* Extrait du document
========

Bio Linéaires : Le 22e baromètre de la consommation de l’Agence Bio montre la fin de la baisse de la consommation des produits bio. Selon vous, quelles en sont les principales raisons ?
Jean Verdier : Deux choses. D’une part, le comportement du consommateur. Il y a eu beaucoup moins d’inflation au cours de 2024 donc il y a eu une relative possibilité de revenir vers l’achat auquel tient le consommateur, c’est-à-dire le plaisir, la convivialité et le produit bio est au centre de cette réponse. Les gens ont augmenté leur panier et leur fréquentation en magasin spécialisé bio.

========

* Extraits des fiches
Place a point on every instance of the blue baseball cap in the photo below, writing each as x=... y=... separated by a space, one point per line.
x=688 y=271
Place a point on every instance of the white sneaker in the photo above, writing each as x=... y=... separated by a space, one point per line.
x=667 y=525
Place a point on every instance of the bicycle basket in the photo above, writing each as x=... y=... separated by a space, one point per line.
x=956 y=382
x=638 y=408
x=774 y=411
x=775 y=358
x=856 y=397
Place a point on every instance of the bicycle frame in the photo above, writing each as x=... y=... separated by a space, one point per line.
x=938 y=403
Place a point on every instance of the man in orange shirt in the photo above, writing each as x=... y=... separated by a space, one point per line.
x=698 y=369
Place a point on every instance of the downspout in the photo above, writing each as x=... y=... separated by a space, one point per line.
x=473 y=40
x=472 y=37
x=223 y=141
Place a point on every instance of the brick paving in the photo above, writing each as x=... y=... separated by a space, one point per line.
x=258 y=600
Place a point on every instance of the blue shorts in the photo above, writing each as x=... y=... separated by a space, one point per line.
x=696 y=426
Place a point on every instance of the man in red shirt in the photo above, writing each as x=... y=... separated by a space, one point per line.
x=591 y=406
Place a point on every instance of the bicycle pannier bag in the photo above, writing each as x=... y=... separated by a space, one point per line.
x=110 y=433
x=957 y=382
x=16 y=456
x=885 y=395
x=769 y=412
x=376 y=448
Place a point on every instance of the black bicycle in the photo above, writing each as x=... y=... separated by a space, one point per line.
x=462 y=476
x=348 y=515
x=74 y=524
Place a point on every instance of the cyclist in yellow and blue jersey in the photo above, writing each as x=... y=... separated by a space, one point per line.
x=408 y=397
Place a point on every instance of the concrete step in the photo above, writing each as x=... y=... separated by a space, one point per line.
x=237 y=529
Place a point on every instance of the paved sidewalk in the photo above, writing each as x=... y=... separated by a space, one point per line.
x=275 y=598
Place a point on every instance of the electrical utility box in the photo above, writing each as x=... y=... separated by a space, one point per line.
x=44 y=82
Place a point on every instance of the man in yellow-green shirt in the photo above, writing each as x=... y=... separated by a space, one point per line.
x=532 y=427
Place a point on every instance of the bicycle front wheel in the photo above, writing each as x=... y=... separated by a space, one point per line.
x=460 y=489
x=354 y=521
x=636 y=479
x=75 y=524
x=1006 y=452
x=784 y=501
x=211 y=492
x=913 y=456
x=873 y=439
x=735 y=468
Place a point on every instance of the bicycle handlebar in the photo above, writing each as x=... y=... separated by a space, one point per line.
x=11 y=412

========

Répondez, s'il vous plaît, à ces questions d'après l'extrait du document.
1. Quel numéro porte le baromètre de la consommation de l'Agence Bio qui y est cité ?
2. D'après Jean Verdier, qu'en a-t-il été de l'inflation au cours de 2024 ?
3. Dans quel type de magasin les gens ont-ils augmenté leur fréquentation ?

1. C'est le 22e baromètre.
2. Il y a eu beaucoup moins d'inflation.
3. Dans les magasins spécialisés bio.